In her concept of time, as in her love affair with the Polaroid and the concept of immediacy that it conveys, our thirty-something is particularly fond of the idea of responsiveness; much responsiveness, at least, is expected of her. No sooner is it spoken than her speech is disseminated, shared, relayed. Between thinking and saying, time flows swiftly. She was taught that modernity caused a breach in the relationship among past, present, and future, and she sometimes has the feeling that she has fallen into this breach, in the depths of which historical time is stopped. In his Régimes d’historicité: Présentisme et expériences du temps (Paris: Seuil, 2003), François Hartog has insightfully examined this impression that historical time is on hold: “Might we,” he asks, “have passed imperceptibly from a notion of history to one of memory?”

Claire Savoie, Aujourd’hui (dates-vidéos) – ; 11.09.2013; 07.11.2013; 26.12.2013; œuvre évolutive amorcée en 2006 | ongoing work begun in 2006.
Photo : © Claire Savoie
permission de l’artiste | courtesy of the artist

The impoverishment of our historical experience seems intimately bound to the proliferation of sources and modes of communication that keep us riveted to the present. For a historian of my generation, this “presentism” suggests that methodological habits have changed considerably; that the tools of our profession, which allow us near-instantaneous access to information, have an inevitable impact on our historiographic perspective; that now the past is never quite considered past; that it accumulates; that drawing the past out of the present is a way of eliminating the distance that separates them. And while the distance gone is a thing of the past, the motion — and thus the going — is invariably in the present tense. The distance travelled, like the distance yet to go, is thus wholly indivisible. Patrick Bernatchez’s project BW (BlackWatch) seems closely aligned with this notion of a time weaned from its dependence on movement. On the face of a simple, understated watch, with a black horse-leather strap, designed by the artist and produced by watchmaker Roman Winiger, it takes a thousand years for the needle to perform a revolution. Although such a project renders time imperceptible to the human eye, it nonetheless symbolizes a contraction of historical time, because time is in fact performing. . . and we trust that the little hand is moving.

Upon reading Hannah Arendt’s The Human Condition (Chicago University Press, 1958), the thirty-something will have understood that prior generations had brought about an inversion of contemplation and action. Might this be one reason motivating today’s artists to restore contemplation, the imperceptible, the immaterial, and a certain frugality in their work? Might it be a form of resistance? I ponder the question when I reflect on the body of video work produced by artist Olivia Boudreau. In scenes that can be viewed, among other things, as essays on monotony or variations on household beauty, she manages to generate a direct and concrete experience of time as duration. Sitting in front of Femme allongée, one of her recent video works on display at Concordia University’s Leonard & Bina Ellen Gallery, I understand that contemporary artists work with time as they would with clay.

---*---

Work to do>
Answer these questions using the excerpt on time and art.
1. Which author examined the impression that historical time is on hold in Régimes d'historicité: Présentisme et expériences du temps?
2. How long does it take the needle on the watch in Patrick Bernatchez's project BW (BlackWatch) to perform a revolution?
3. Where is Olivia Boudreau's video work Femme allongée on display?

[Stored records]
---*---

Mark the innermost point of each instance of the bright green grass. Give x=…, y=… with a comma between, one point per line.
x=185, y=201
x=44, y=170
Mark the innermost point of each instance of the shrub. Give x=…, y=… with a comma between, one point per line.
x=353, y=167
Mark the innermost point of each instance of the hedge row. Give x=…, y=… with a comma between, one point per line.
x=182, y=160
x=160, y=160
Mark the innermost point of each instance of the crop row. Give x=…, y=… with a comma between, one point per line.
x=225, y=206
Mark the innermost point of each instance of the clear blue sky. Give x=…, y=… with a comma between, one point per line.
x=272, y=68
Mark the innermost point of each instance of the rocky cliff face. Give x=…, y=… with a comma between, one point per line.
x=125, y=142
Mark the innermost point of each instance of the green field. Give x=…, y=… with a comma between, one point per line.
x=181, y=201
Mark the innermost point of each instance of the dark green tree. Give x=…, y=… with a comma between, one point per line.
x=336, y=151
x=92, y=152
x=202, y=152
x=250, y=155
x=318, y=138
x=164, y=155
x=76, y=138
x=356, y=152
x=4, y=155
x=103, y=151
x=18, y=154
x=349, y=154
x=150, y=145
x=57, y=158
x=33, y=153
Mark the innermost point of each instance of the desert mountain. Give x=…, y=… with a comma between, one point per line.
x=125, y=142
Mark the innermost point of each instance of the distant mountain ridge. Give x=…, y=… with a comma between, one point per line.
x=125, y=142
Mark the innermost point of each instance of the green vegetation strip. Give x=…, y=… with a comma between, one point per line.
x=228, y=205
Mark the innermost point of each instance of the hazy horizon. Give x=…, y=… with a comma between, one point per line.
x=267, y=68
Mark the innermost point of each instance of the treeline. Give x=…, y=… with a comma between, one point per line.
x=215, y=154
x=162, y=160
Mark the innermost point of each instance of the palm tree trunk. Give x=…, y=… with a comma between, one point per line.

---*---

Solution for this exercise>
1. François Hartog
2. A thousand years
3. Concordia University's Leonard & Bina Ellen Gallery